- Work to be completed
Please count the lines in the entries below that contain the string "every", treating uppercase and lowercase as different. Reply with the number alone.
>> Begin Task inputs
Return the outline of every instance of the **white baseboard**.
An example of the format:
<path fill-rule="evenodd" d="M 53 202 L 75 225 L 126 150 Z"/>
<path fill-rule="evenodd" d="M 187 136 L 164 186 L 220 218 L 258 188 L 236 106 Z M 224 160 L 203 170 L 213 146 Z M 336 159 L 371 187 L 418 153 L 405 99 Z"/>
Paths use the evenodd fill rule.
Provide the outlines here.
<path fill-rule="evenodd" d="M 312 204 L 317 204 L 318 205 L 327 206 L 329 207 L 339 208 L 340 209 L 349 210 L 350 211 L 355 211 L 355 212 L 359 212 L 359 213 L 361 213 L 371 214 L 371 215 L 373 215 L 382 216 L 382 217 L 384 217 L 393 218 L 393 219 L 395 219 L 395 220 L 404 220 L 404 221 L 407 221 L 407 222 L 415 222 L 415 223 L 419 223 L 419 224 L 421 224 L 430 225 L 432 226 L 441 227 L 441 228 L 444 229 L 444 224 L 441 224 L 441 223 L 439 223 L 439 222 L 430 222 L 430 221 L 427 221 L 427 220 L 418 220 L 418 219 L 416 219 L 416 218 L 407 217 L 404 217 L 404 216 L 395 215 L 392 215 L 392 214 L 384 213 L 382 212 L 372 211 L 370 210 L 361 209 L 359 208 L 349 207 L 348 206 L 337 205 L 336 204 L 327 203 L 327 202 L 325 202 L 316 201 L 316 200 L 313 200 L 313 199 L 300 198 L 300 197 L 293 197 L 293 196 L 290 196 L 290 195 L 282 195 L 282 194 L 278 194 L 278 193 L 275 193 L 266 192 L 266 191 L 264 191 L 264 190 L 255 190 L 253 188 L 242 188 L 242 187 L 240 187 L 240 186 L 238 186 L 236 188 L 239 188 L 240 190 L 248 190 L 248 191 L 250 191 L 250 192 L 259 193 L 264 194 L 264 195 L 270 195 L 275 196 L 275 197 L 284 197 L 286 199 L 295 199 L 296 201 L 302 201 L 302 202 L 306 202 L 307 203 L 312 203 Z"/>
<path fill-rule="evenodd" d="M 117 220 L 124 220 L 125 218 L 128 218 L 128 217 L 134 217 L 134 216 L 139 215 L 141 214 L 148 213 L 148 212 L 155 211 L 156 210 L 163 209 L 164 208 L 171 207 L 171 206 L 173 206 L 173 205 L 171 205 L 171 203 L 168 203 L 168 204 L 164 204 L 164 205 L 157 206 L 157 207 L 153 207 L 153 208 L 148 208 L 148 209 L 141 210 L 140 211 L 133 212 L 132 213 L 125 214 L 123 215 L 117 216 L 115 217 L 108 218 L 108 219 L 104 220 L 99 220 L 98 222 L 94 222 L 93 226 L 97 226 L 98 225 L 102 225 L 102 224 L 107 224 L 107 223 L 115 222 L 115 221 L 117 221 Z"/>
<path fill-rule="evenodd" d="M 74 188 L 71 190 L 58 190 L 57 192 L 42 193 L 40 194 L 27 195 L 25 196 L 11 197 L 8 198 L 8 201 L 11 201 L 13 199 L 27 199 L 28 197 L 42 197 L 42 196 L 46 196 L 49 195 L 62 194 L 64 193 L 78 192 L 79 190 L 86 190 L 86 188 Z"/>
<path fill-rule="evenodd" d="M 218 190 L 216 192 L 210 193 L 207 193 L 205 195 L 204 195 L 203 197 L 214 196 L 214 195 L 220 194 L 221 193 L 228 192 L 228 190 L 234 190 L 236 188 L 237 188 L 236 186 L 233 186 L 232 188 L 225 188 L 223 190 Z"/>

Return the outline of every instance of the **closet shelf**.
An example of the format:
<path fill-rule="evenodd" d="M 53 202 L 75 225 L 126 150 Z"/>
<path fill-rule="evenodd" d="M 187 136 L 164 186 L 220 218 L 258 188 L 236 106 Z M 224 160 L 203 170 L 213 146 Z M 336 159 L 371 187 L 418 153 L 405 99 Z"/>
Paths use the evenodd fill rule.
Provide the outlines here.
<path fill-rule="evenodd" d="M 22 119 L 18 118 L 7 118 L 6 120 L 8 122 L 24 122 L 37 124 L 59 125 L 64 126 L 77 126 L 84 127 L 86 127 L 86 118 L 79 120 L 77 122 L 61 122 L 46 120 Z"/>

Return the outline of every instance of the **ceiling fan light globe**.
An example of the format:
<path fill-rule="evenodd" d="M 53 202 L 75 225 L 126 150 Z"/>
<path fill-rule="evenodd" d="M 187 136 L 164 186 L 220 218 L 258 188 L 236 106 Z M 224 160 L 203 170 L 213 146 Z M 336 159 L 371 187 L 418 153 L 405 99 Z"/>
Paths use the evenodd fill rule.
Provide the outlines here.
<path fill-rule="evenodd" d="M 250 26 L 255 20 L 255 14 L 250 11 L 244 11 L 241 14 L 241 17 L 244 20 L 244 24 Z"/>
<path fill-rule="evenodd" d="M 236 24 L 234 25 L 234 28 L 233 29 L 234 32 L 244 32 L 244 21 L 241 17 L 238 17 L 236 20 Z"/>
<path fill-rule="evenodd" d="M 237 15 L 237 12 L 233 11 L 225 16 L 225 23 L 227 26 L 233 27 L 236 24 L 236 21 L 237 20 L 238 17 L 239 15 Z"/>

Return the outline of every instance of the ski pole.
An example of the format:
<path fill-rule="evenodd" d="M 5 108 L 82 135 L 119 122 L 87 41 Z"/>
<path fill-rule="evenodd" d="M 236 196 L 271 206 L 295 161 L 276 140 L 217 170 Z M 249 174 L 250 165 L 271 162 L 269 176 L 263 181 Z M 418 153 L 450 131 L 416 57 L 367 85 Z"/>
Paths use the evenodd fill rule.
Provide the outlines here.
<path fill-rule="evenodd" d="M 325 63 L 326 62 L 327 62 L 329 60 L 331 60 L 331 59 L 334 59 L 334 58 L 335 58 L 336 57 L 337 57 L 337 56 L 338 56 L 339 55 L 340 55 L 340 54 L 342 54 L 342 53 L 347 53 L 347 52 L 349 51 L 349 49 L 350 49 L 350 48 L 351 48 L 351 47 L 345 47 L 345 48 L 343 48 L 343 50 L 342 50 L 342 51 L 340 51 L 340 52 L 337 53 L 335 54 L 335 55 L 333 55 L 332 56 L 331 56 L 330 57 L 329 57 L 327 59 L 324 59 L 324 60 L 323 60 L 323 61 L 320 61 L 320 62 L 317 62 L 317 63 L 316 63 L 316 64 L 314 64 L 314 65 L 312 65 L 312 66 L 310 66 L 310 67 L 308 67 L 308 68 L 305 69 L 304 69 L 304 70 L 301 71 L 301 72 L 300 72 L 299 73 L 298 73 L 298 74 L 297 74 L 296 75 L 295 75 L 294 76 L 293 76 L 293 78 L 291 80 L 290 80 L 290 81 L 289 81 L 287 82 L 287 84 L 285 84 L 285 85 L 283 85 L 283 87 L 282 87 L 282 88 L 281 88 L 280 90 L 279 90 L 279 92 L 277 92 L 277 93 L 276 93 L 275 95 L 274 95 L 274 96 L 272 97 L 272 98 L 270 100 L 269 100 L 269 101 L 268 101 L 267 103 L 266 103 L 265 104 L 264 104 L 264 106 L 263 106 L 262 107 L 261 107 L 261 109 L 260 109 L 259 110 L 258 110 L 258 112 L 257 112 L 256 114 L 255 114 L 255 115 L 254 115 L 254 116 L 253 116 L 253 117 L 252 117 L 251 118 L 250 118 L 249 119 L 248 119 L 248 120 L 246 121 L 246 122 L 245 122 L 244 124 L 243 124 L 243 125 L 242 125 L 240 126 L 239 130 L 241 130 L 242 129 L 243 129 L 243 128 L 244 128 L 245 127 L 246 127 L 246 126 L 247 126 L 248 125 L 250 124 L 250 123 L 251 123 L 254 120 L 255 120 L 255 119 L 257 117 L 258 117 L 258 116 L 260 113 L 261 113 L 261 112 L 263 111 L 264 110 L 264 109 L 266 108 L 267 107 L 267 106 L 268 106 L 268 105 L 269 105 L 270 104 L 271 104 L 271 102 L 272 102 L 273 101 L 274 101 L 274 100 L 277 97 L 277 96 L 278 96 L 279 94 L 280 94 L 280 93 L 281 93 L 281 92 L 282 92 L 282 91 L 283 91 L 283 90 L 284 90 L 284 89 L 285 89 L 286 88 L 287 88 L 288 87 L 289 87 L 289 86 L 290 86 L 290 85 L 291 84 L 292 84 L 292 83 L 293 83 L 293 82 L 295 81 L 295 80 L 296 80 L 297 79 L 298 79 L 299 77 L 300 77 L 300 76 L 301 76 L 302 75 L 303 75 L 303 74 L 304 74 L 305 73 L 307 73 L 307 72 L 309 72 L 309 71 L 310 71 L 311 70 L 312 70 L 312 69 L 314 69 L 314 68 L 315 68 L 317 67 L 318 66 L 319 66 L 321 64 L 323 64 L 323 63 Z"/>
>> End Task inputs
- The answer
4